[[ Data in this exercise, beginning ]]

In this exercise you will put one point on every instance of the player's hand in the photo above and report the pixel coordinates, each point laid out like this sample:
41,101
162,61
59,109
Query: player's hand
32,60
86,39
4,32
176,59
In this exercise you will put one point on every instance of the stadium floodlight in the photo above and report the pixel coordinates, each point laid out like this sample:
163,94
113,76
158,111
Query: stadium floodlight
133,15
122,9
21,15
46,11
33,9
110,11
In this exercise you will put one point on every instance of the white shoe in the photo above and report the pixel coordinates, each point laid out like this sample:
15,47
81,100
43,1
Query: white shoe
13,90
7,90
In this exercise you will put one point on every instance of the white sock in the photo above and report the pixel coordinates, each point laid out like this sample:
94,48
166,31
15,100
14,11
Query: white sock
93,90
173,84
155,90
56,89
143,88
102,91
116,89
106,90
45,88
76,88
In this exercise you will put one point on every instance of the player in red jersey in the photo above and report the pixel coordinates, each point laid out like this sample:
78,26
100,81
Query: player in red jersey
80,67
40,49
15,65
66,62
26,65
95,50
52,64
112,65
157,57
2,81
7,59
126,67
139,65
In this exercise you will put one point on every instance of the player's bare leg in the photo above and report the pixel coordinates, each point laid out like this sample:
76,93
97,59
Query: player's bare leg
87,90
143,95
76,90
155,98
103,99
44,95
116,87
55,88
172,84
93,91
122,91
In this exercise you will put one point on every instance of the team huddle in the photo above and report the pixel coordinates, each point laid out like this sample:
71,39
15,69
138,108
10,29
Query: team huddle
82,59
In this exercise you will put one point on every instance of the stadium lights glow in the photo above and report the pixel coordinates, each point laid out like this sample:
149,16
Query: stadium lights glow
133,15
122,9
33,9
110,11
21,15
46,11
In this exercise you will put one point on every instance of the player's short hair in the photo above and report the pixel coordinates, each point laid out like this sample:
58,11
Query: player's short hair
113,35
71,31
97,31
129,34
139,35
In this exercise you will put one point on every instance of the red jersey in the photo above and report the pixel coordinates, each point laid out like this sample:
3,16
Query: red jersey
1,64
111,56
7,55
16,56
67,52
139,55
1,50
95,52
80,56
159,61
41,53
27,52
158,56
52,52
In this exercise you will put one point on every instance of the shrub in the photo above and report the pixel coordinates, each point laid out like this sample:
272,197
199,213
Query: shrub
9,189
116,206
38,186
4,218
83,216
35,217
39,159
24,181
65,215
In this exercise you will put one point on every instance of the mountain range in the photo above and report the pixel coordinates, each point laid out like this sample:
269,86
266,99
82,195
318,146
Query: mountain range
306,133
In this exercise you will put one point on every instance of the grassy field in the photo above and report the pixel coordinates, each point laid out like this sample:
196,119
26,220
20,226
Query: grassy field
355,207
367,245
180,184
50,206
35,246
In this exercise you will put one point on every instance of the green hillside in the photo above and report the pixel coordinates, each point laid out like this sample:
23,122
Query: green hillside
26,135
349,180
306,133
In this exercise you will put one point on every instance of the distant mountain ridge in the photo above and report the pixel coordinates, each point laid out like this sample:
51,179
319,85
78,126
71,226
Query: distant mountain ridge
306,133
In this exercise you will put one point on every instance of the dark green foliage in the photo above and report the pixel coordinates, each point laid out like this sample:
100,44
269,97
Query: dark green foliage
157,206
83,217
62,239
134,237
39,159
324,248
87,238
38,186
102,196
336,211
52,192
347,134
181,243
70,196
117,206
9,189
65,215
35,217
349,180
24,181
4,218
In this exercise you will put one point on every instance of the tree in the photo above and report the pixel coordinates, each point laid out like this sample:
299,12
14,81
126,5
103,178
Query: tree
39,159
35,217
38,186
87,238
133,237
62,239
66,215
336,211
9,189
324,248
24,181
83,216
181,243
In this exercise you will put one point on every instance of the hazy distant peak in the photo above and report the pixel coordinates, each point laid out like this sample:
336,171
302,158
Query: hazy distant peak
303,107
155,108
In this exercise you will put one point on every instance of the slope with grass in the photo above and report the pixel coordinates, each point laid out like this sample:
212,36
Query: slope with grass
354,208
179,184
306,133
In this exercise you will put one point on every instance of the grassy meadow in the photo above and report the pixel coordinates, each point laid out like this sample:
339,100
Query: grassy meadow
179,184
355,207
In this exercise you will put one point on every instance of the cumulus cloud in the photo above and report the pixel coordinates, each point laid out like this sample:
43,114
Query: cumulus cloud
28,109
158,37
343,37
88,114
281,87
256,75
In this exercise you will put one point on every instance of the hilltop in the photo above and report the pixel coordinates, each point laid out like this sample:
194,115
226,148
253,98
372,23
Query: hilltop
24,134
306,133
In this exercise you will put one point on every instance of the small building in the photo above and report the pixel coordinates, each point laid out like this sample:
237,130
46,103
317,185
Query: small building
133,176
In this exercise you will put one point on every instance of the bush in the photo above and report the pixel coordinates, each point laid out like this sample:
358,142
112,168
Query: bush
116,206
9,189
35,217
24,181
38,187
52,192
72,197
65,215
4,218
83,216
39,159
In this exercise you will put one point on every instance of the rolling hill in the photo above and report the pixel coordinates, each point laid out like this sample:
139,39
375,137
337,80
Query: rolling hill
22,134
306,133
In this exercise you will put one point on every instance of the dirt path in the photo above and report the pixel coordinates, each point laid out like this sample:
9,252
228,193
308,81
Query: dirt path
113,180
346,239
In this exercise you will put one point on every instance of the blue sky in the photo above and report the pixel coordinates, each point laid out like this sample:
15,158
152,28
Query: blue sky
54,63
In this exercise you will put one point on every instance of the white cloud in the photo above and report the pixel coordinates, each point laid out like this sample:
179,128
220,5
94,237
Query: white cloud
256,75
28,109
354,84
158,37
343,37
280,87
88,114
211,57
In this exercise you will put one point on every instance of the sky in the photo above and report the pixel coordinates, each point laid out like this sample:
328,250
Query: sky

[[ Data in this exercise, end ]]

(Aim of the task):
Retype every entry above, word for word.

(Exercise response):
In this exercise you will put one point on every instance of the player's hand in the photo above and report the pixel coordinates, each point laid out like this sample:
41,101
162,61
59,109
Query: player's hand
32,60
86,39
4,32
176,59
In this exercise you will put one point on every instance of the stadium floodlight in the photo above and report the pixel coordinates, each point laid out like this sample:
163,94
113,76
158,111
Query: stadium floodlight
133,15
122,9
21,15
46,11
33,9
110,11
In this exercise you will put one point on every instance of the white shoe in the photo above and report the pixel coordinates, each point laid out like this sample:
15,47
81,100
43,1
Query: white shoe
13,90
7,90
In this exercise you will put one point on every instance of the white sock in the photo above and report the pixel coordinates, each point laid out like this sample:
94,48
166,31
15,100
14,11
Query: white sock
93,90
173,84
155,90
56,89
143,88
102,91
116,89
106,90
45,88
76,88
In this exercise you will put one point on every instance of the player in red jersey in the photo above and report the pixel coordinates, each point laid out like this sample:
78,26
100,81
Query: player in red jersey
80,67
40,49
15,65
66,62
26,65
95,50
52,64
112,65
157,57
2,81
7,59
126,67
139,65
In this exercise you will put one point on every instance of the player's bare leg in the photo above and report the pixel coordinates, each point laid out like this sample:
76,93
97,59
Query: player's bare leg
87,90
143,95
76,90
155,98
103,99
44,95
116,87
55,88
172,84
93,91
122,91
In this exercise you will put one point on every instance of the team huddle in the photo above and report the pixel coordinates, each point laid out like this sample:
71,39
15,69
138,108
10,29
Query: team huddle
82,59
In this exercise you will put one point on every instance of the stadium lights glow in the photo above and report the pixel coordinates, each point laid out like this sample:
149,16
Query: stadium lights glow
133,15
122,9
33,9
110,11
21,15
46,11
In this exercise you will put one point on every instance of the player's short hair in the photo above and report the pixel coordinates, each point laid out like this sample:
58,11
Query: player's short hair
113,35
71,31
97,31
129,34
139,35
In this exercise you will put one point on every instance of the red jersey in the photo above and report the pixel coordinates, each point laid out like this sample:
3,16
Query: red jersey
1,64
111,56
7,55
16,56
67,52
139,55
1,50
95,52
80,56
159,61
41,53
27,52
158,56
52,52
In this exercise you will put one point on every instance of the shrub in the photo above and report the pixel coordinates, each point laid out like this sample:
272,197
199,213
Query: shrub
9,189
116,206
38,186
4,218
83,216
35,217
39,159
24,181
65,215
In this exercise you will put one point on every instance of the mountain range in the photo above and report the pixel coordinates, each point laid out like this sample:
269,86
266,99
82,195
318,146
Query: mountain range
306,133
In this exercise you will put one point on every instance of the grassy field in the photo above and report the pixel coordinates, each point laid out like this sample:
196,119
26,220
20,226
Query: grassy field
355,207
367,245
180,184
50,206
35,246
In this exercise you will put one point on every instance of the green hillside in the photo above and report the pixel coordinates, each point laid out like this sample:
23,122
Query: green hillside
26,135
349,180
306,133
In this exercise you will put one point on every instance of the distant mountain ridge in the photo above and report the pixel coordinates, each point laid out like this sample:
51,179
319,85
78,126
71,226
Query: distant mountain ridge
306,133
In this exercise you will put one point on every instance of the dark green foliage in the photo above and report the pixel coordinates, each point laid out like this sample:
100,44
269,97
Query: dark green foliage
157,206
83,217
62,239
134,237
39,159
324,248
87,238
38,186
102,196
336,211
52,192
347,134
181,243
70,196
117,206
9,189
65,215
35,217
349,180
24,181
4,218
In this exercise you will put one point on every instance of the tree in the photo above and report the pixel coordinates, each point laid out like this sample:
299,12
14,81
126,5
103,178
Query: tree
39,159
35,217
38,186
87,238
133,237
62,239
66,215
336,211
9,189
324,248
24,181
83,216
181,243
In this exercise you will put one point on every instance of the hazy distant peak in the photo above and report the pixel coordinates, each point laid out like this sample:
336,171
302,158
Query: hazy distant peak
303,107
155,108
In this exercise you will put one point on every instance of the slope with grass in the photo above and report the pixel coordinates, each point laid out like this sample:
212,36
Query: slope with grass
354,208
179,184
306,133
In this exercise you will put one point on every instance of the grassy meadow in the photo above and report the pixel coordinates, each point laid out like this sample:
339,100
Query: grassy meadow
179,184
355,207
In this exercise you will put one point on every instance of the cumulus cloud in the photo above and report the pixel coordinates, each point laid out like this sample:
43,114
Query: cumulus cloud
28,109
158,37
343,37
88,114
281,87
256,75
In this exercise you will put one point on every instance of the hilltop in the photo above and report the pixel coordinates, each point laid out like this sample:
194,115
226,148
253,98
372,23
Query: hilltop
24,134
306,133
In this exercise you will put one point on every instance of the small building in the photo above and report the pixel coordinates, each point laid out like this sample:
237,130
46,103
317,185
Query: small building
133,176
In this exercise you will put one point on every instance of the bush in the photo above and report the pixel coordinates, each point laid out like this sample:
358,142
112,168
Query: bush
116,206
9,189
35,217
24,181
38,187
52,192
72,197
65,215
4,218
83,216
39,159
In this exercise you will put one point on every instance of the rolling hill in the photo above and report the pixel coordinates, each point laid out like this sample:
139,39
375,137
337,80
Query: rolling hill
22,134
306,133
In this exercise you will put one point on every instance of the dirt path in the photo above and report the pixel coordinates, each point laid out like this sample:
9,252
228,193
308,81
Query: dirt path
113,180
346,239
In this exercise you will put one point on every instance of the blue sky in the photo above and report the pixel coordinates, each point laid out like this sample:
15,158
152,28
Query: blue sky
54,63
In this exercise you will put one point on every instance of the white cloud in the photo above and report the pixel coordinates, each point laid out like this sample:
179,128
220,5
94,237
Query: white cloud
256,75
28,109
354,84
158,37
343,37
280,87
88,114
211,57
In this exercise you will put one point on every instance of the sky in the photo above and report the pixel coordinates, each point laid out like this sample:
328,250
Query: sky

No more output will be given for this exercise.